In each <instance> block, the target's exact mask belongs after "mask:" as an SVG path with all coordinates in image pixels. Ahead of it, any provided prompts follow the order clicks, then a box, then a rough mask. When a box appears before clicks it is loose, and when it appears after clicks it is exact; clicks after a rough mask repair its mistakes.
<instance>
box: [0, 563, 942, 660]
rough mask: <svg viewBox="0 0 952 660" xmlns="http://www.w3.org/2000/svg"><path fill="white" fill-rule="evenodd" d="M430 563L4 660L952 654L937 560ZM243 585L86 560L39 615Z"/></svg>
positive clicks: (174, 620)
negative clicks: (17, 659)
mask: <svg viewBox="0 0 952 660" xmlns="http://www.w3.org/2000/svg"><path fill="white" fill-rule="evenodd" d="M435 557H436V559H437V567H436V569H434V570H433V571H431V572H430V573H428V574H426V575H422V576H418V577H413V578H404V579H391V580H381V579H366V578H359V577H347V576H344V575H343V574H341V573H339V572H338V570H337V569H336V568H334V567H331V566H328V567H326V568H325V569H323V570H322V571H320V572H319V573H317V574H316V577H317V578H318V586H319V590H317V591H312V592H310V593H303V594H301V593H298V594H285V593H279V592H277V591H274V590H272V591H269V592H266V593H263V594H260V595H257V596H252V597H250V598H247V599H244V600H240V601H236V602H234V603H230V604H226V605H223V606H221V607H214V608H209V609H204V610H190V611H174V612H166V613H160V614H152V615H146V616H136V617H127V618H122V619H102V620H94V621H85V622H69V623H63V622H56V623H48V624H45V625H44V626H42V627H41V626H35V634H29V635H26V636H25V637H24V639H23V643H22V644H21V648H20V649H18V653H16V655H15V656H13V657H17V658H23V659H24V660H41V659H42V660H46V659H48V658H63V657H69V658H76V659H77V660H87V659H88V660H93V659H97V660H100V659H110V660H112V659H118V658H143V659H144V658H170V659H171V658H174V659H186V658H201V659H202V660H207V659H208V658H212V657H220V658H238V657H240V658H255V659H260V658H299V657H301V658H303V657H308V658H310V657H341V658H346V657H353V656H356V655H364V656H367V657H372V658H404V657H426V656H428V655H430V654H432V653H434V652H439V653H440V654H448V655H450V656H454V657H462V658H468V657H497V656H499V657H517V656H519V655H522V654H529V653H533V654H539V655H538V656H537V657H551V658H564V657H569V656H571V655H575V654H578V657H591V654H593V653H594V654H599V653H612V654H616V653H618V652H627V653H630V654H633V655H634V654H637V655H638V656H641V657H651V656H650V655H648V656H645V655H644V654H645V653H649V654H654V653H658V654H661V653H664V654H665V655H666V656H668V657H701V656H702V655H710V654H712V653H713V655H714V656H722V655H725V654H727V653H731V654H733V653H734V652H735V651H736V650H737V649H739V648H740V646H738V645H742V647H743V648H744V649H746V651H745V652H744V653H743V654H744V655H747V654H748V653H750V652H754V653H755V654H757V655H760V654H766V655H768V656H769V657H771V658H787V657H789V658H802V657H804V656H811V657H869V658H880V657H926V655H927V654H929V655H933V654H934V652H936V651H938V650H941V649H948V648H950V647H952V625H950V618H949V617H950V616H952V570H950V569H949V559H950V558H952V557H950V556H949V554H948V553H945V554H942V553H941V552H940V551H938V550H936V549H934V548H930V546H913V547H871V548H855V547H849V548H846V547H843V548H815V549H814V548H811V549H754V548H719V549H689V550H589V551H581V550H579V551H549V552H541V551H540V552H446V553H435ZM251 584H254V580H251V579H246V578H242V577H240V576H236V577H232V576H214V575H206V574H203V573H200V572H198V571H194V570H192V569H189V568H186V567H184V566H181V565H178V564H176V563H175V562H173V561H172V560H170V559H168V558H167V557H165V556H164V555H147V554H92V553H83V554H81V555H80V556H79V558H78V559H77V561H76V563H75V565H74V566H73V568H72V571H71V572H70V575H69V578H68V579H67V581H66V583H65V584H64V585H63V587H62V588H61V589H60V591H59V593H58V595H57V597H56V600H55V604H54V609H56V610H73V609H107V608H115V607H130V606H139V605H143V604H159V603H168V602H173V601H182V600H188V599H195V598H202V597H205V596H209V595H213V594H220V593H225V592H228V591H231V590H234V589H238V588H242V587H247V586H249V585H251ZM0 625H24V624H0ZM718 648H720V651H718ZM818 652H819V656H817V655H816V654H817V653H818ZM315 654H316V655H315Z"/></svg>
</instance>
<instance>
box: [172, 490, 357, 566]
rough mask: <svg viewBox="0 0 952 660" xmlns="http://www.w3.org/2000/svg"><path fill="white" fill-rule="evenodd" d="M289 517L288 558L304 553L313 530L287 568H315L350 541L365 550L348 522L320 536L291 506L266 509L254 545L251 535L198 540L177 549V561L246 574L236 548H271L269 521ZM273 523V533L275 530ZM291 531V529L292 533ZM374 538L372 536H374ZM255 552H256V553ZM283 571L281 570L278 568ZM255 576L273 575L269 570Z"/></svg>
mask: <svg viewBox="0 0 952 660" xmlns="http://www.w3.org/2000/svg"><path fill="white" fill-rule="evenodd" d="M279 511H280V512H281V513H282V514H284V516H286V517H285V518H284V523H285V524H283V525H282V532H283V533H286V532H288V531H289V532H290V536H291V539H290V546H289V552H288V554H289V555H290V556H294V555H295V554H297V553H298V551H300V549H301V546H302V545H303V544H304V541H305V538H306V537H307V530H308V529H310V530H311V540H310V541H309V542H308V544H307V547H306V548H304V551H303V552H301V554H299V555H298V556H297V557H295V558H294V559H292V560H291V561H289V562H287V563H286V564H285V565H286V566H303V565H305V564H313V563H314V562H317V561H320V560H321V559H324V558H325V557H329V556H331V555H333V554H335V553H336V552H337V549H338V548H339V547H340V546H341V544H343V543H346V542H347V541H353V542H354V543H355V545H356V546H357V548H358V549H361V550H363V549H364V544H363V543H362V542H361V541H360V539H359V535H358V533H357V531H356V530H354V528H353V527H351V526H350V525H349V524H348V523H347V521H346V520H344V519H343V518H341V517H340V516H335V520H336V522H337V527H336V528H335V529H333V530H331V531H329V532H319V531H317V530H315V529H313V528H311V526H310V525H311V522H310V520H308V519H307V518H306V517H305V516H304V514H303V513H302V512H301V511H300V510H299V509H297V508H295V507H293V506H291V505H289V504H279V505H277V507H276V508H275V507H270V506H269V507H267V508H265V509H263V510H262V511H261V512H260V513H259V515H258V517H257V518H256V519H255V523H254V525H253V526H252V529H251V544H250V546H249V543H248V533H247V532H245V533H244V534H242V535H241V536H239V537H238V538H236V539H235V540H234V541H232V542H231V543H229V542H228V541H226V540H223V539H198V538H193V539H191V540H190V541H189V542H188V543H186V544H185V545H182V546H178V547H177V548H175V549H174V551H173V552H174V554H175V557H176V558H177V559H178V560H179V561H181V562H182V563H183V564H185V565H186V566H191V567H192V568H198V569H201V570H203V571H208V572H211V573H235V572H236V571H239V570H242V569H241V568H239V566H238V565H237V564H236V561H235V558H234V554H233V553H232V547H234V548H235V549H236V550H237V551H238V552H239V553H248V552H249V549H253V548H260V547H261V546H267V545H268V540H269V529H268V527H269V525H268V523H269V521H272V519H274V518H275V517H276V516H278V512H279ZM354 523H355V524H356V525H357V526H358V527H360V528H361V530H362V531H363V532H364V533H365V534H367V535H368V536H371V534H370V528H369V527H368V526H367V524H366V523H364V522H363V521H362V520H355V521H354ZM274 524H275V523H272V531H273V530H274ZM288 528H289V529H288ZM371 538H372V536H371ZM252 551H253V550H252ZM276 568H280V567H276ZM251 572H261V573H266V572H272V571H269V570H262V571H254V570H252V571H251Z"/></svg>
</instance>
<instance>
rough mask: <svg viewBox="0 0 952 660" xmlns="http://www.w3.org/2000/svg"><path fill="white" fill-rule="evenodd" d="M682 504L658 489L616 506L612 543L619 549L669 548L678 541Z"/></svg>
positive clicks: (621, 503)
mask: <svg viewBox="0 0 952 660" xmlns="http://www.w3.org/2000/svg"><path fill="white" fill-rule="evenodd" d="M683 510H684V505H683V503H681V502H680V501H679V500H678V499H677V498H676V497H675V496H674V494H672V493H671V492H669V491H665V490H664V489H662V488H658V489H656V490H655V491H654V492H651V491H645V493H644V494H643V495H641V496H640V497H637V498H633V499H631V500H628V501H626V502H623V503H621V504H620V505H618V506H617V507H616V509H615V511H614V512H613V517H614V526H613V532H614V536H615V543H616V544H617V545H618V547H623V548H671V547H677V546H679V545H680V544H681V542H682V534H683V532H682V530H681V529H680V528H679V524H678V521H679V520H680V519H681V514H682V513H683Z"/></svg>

┄┄┄┄┄┄┄┄┄┄┄┄┄┄┄┄┄┄┄┄

Rewrite the entries above as a Markdown table with the columns Row and Line, giving each line its own numbered row and leaving out blank lines. Start with the first line of the entries and go on through the line with "positive clicks: (174, 620)", and include both of those lines.

| Row | Line |
|---|---|
| 1 | In each <instance> block, the target's exact mask belongs after "mask:" as an SVG path with all coordinates in image pixels. Ahead of it, any provided prompts follow the order clicks, then a box, then a rough mask. When a box appears before clicks it is loose, and when it appears after clicks it is exact; clicks after a rough mask repair its mistakes. |
| 2 | <instance> |
| 3 | box: [0, 563, 942, 660] |
| 4 | rough mask: <svg viewBox="0 0 952 660" xmlns="http://www.w3.org/2000/svg"><path fill="white" fill-rule="evenodd" d="M430 563L4 660L952 654L937 560ZM243 585L86 560L39 615Z"/></svg> |
| 5 | positive clicks: (174, 620) |